### Quoted text:
Welcome To Software Engineering Practices, Part I

Introduction

n this lesson, we learn about the following software engineering practices and how they apply in data science.

Writing clean and modular code
Writing efficient code
Code refactoring
Adding meaningful documentation
Using version control

In the lesson following this one (part 2), you’ll also learn about the following software engineering practices:

Testing
Logging
Code review

Clean and Modular Code

Production code: Software running on production servers to handle live users and data of the intended audience. Note that this is different from production-quality code, which describes code that meets expectations for production in reliability, efficiency, and other aspects. Ideally, all code in production meets these expectations, but this is not always the case. Clean code: Code that is readable, simple, and concise. Clean production-quality code is crucial for collaboration and maintainability in software development. Modular code: Code that is logically broken up into functions and modules. Modular production-quality code that makes your code more organized, efficient, and reusable. Module: A file. Modules allow code to be reused by encapsulating them into files that can be imported into other files.

Quiz

Reason

Corrrect! Modularizing your code (or breaking up your code into logical functions and modules) helps you organize your program in cleaner and more efficient ways.

Refactoring Code

Intro

Refactoring: Restructuring your code to improve its internal structure without changing its external functionality. This gives you a chance to clean and modularize your program after you’ve got it working.

Since it isn’t easy to write your best code while you’re still trying to just get it working, allocating time to do this is essential to producing high-quality code. Despite the initial time and effort required, this really pays off by speeding up your development time in the long run.

You become a much stronger programmer when you’re constantly looking to improve your code. The more you refactor, the easier it will be to structure and write good code the first time.

Writing Clean Code

Intro

Writing clean code: Meaningful names Use meaningful names.

### Exercise directions:
Extend the software engineering practices lesson above, picking up right after its last sentence, "Use meaningful names."

### Raw data:
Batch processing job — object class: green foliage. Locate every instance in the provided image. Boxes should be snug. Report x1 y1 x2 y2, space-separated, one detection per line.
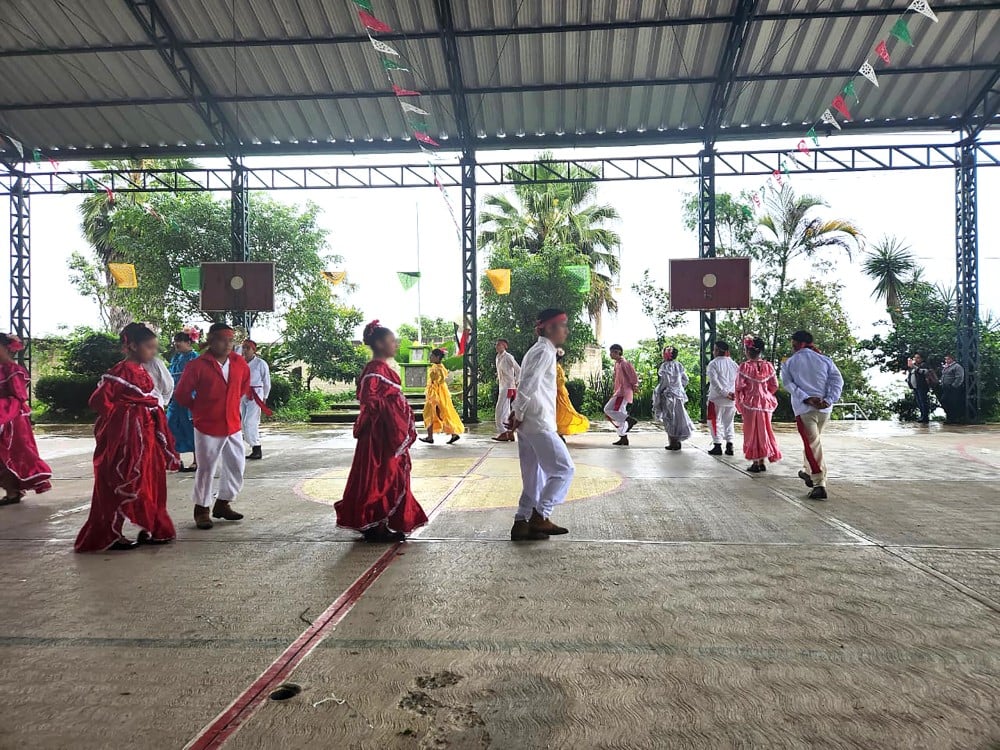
566 378 587 414
267 375 293 409
61 327 122 376
34 374 101 420
284 281 368 390
69 170 338 331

### Written answer:
Be descriptive and imply type: For booleans, you can prefix with is_ or has_ to make it clear it is a condition. You can also use parts of speech to imply types, like using verbs for functions and nouns for variables.
Be consistent but clearly differentiate: age_list and age is easier to differentiate than ages and age.
Avoid abbreviations and single letters: You can determine when to make these exceptions based on the audience for your code. If you work with other data scientists, certain variables may be common knowledge. While if you work with full stack engineers, it might be necessary to provide more descriptive names in these cases as well. (Exceptions include counters and common math variables.)
Long names aren’t the same as descriptive names: You should be descriptive, but only with relevant information. For example, good function names describe what they do well without including details about implementation or highly specific uses. Try testing how effective your names are by asking a fellow programmer to guess the purpose of a function or variable based on its name, without looking at your code. Coming up with meaningful names often requires effort to get right.

Writing clean code: Nice whitespace

Use whitespace properly.

Organize your code with consistent indentation: the standard is to use four spaces for each indent. You can make this a default in your text editor.
Separate sections with blank lines to keep your code well organized and readable.
Try to limit your lines to around 79 characters, which is the guideline given in the PEP 8 style guide. In many good text editors, there is a setting to display a subtle line that indicates where the 79 character limit is.
For more guidelines, check out the code layout section of PEP 8 in the following notes.

Before

t = end_time - start
c = category(t)
print('Task Duration: {} seconds, Category: {}'.format(t, c)

After

execution_time = end_time - start_time
category = category_task(execution_time)
print('Task Duration: {} seconds, Category: {}'.format(execution_time, category)

# Choice A
stock_limit_prices = {'LUX': 62.48, 'AAPL': 127.67, 'NVDA': 161.24}
for stock_ticker, stock_limit_price in buy_prices.items():
    if stock_limit_price <= get_current_stock_price(ticker):
        buy_stock(ticker)
    else:
        watchlist_stock(ticker)
# Choice B
prices = {'LUX': 62.48, 'AAPL': 127.67, 'NVDA': 161.24}
for ticker, price in prices.items():
    if price <= current_price(ticker):
        buy(ticker)
    else:
        watchlist(ticker)
# Choice C
limit_prices = {'LUX': 62.48, 'AAPL': 127.67, 'NVDA': 161.24}
for ticker, limit in limit_prices.items():
    if limit <= get_current_price(ticker):
        buy(ticker)
    else:
        watchlist(ticker)

Which id code most clean ?

Great job! All of the choices were passable, but Choice C was the most simple while also being descriptive. Choice A unnecessarily included the word stock everywhere, when we can already assume we are dealing with stocks based on the context. Naming everything with this can be redundant unless there is a clear reason to differentiate it with something similar. Choice B was also passable but could have more clearly differentiated the limit prices from the current price.

Writing Modular Code

Intro

Writing Modular Code

Follow the tips below to write modular code.

Tip: DRY (Don’t Repeat Yourself) Don’t repeat yourself! Modularization allows you to reuse parts of your code. Generalize and consolidate repeated code in functions or loops.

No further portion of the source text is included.